» Istruzione assegnata A: Aggiorni le voci comprese tra la riga che contiene "the white dress" e quella che contiene "x=341, y=427", entrambe incluse, sostituendo "carrot" con "radish" e lasciando invariato tutto il resto. Riporti soltanto queste righe.

» Documento:
╭──
C'è tutto qui sotto. Fatemi sapere che ne pensate. E adesso prendiamo la tazzina e cominciamo
Stare sul pezzo (ma anche no)
Inizio parlando di un pezzo che non ho scritto. Circa una settimana fa è stato annunciato il Premio Nobel per la Letteratura di quest’anno, andato al norvegese Jon Fosse, scrittore che personalmente non conoscevo (qui qualche informazione generale). Ma ancora prima dell’assegnazione del premio avevo in programma di dedicare questo numero della newsletter al neo-Nobel.
Il fatto che non avessi letto nulla di Fosse non era un problema, dato che la mia idea non era dare una mia opinione sull’autore vincitore (che in fondo, anche se fossi nella posizione di poterla dare, varrebbe poco), bensì cercare di fare una panoramica su cosa si dice di Jon Fosse nella stampa italiana. Insomma, una raccolta degli spunti più interessanti negli articoli seguiti al conferimento del Nobel.
Ho rinunciato a farlo perché di spunti interessanti non ne ho trovati. Gli articoli su Fosse ovviamente non sono mancati, a latitare sono stati i contenuti incisivi. Quasi tutto quello che ho letto peccava di genericità: non si andava mai oltre le informazioni essenziali e un po’ di classica retorica del grande scrittore. Di cosa renda Fosse uno scrittore diverso da altri (partendo dal presupposto che un vincitore di Nobel può anche non essere un grande scrittore in senso assoluto, ma certamente è uno scrittore peculiare) non ho ricavato nulla. Certo, si può obbiettare, per saperne di più non c’è che leggere i suoi libri: verissimo, ma di certo gli articoli che ho letto non stimolavano molto a farlo.
╰──
Voci di annotazione delle coordinate
╭──
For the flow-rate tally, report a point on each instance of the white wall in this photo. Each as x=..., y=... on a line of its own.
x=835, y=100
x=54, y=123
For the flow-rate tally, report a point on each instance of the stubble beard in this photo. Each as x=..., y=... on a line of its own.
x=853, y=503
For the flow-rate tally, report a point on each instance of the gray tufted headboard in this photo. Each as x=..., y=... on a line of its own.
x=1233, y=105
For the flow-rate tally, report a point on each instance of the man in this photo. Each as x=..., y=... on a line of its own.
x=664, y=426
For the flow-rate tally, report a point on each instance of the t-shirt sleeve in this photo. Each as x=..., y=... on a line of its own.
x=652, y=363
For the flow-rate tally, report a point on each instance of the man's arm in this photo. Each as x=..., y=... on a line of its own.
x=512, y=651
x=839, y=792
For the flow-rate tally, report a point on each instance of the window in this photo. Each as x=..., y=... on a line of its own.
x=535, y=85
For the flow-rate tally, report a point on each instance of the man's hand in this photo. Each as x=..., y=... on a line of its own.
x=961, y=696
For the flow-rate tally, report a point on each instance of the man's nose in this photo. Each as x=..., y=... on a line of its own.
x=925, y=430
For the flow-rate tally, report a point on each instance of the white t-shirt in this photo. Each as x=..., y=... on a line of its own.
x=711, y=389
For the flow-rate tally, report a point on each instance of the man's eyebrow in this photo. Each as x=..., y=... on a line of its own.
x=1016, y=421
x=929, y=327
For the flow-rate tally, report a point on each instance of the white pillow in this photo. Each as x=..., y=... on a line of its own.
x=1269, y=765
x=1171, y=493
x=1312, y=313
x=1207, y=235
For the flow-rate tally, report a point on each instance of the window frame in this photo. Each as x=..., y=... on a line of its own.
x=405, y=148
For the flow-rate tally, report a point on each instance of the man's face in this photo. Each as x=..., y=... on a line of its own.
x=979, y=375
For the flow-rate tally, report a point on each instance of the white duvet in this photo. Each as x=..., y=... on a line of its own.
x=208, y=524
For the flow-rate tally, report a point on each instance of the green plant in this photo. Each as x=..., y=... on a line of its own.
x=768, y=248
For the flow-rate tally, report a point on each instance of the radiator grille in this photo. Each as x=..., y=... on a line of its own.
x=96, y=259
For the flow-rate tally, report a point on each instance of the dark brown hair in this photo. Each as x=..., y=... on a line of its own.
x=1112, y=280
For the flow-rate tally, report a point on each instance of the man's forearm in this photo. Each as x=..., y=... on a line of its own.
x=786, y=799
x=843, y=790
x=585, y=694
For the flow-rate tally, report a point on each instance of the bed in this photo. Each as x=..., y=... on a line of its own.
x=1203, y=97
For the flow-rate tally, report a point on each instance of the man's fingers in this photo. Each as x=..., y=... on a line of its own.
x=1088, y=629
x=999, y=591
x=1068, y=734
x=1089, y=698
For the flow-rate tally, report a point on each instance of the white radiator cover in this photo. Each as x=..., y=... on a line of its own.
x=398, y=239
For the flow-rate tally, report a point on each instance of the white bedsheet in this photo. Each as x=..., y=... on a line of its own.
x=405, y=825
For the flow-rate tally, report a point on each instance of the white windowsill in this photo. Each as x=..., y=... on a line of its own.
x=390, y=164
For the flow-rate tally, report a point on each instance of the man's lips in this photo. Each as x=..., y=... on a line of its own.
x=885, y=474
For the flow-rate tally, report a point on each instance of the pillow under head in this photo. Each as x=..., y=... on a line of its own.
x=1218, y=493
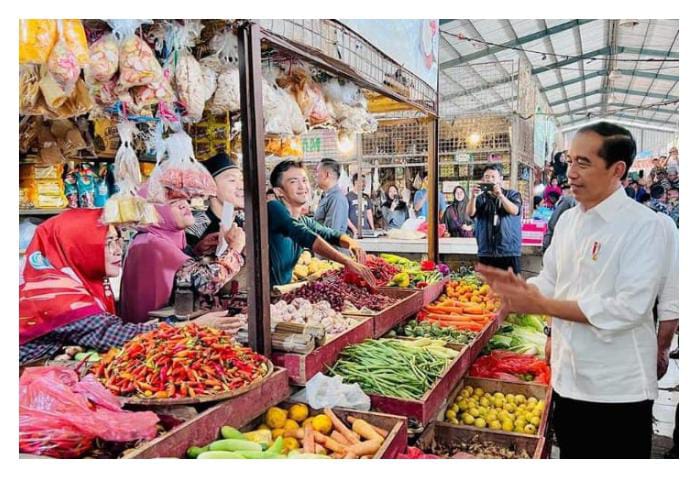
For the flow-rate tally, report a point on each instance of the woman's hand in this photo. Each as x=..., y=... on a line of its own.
x=220, y=320
x=235, y=237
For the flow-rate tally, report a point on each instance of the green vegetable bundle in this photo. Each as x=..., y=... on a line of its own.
x=520, y=333
x=392, y=368
x=415, y=329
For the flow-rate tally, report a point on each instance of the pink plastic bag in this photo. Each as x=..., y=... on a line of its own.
x=60, y=416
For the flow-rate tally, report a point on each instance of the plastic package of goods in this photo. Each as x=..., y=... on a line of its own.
x=36, y=39
x=227, y=95
x=191, y=86
x=60, y=416
x=29, y=91
x=137, y=63
x=180, y=175
x=63, y=66
x=72, y=32
x=307, y=93
x=103, y=59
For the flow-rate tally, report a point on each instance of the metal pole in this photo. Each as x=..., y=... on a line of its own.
x=433, y=190
x=253, y=164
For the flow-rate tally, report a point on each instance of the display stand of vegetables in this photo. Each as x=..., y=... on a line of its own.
x=394, y=368
x=510, y=413
x=463, y=306
x=415, y=329
x=293, y=434
x=520, y=333
x=340, y=295
x=478, y=448
x=415, y=274
x=509, y=366
x=178, y=362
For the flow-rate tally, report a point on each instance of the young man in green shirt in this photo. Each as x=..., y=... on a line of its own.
x=290, y=232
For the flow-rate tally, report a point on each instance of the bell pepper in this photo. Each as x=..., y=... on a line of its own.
x=402, y=279
x=428, y=265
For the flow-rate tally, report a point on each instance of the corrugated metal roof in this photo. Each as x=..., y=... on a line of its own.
x=571, y=60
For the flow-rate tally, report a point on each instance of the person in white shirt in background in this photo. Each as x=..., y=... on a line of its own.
x=599, y=282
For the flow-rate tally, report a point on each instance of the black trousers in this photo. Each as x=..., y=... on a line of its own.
x=590, y=430
x=502, y=262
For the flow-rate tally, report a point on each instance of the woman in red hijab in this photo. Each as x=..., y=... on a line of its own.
x=66, y=298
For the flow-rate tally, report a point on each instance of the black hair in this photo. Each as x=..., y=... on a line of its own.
x=280, y=169
x=355, y=176
x=657, y=191
x=331, y=165
x=493, y=166
x=618, y=144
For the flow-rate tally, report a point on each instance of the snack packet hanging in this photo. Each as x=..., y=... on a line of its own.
x=103, y=59
x=36, y=39
x=180, y=175
x=188, y=74
x=224, y=62
x=136, y=61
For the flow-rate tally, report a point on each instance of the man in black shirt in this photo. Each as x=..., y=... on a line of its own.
x=202, y=237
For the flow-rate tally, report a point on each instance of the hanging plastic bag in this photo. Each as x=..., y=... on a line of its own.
x=72, y=32
x=36, y=39
x=103, y=59
x=136, y=61
x=224, y=62
x=307, y=93
x=127, y=207
x=328, y=392
x=59, y=416
x=187, y=72
x=180, y=175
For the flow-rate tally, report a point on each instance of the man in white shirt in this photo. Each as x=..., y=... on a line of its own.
x=599, y=282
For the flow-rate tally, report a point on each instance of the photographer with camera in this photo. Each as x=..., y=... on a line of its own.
x=498, y=215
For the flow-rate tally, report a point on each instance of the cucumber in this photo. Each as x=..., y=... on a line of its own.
x=231, y=433
x=194, y=452
x=232, y=445
x=220, y=454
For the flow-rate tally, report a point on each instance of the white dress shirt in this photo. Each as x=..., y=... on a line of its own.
x=610, y=261
x=667, y=307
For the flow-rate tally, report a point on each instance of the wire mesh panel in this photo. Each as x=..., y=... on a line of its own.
x=338, y=43
x=477, y=89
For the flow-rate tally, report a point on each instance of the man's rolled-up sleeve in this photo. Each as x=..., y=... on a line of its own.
x=639, y=279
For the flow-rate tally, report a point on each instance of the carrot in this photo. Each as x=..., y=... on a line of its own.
x=379, y=430
x=365, y=448
x=364, y=429
x=309, y=443
x=329, y=443
x=296, y=433
x=338, y=437
x=341, y=427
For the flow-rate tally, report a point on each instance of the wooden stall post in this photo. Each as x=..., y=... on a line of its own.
x=253, y=165
x=433, y=190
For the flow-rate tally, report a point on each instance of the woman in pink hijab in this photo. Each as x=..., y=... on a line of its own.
x=156, y=260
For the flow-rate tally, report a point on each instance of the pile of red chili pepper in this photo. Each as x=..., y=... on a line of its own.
x=178, y=362
x=383, y=272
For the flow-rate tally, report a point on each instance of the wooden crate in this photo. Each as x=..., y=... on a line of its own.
x=536, y=390
x=433, y=291
x=484, y=336
x=431, y=403
x=395, y=442
x=205, y=427
x=447, y=434
x=410, y=302
x=301, y=368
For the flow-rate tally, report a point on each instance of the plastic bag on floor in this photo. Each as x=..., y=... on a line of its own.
x=59, y=416
x=327, y=392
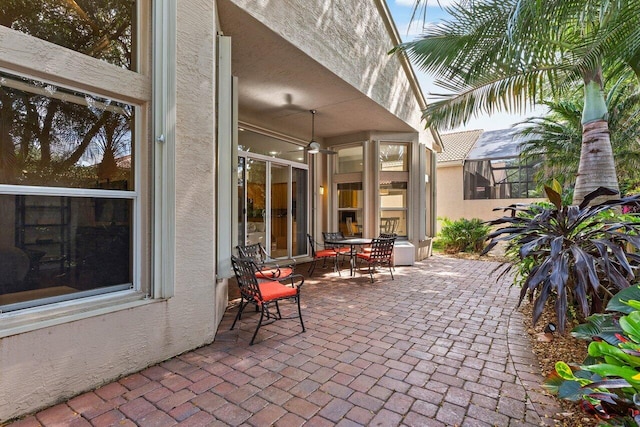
╰──
» Istruzione assegnata B:
Risponda alle seguenti domande sul documento relativo al Nobel a Jon Fosse:
(i) Di quale nazionalità è Jon Fosse?
(ii) Quanto tempo prima era stato annunciato il Premio Nobel per la Letteratura?
(iii) Per quale motivo l'autore ha rinunciato alla panoramica su ciò che la stampa italiana dice di Fosse?

» Risposta corretta A:
For the flow-rate tally, report a point on each instance of the white dress shirt in this photo. Each as x=..., y=... on a line of its own.
x=610, y=261
x=667, y=307
For the flow-rate tally, report a point on each instance of the wire mesh panel in this photo. Each as x=..., y=... on a line of its own.
x=338, y=43
x=477, y=89
For the flow-rate tally, report a point on each instance of the man's rolled-up sleeve in this photo. Each as x=..., y=... on a line of its own.
x=639, y=279
For the flow-rate tally, report a point on each instance of the radish in this photo. Each as x=..., y=... on a line of its own.
x=379, y=430
x=365, y=448
x=364, y=429
x=309, y=443
x=329, y=443
x=296, y=433
x=338, y=437
x=341, y=427

» Risposta corretta B:
(i) Norvegese.
(ii) Circa una settimana prima.
(iii) Perché non ha trovato spunti interessanti negli articoli.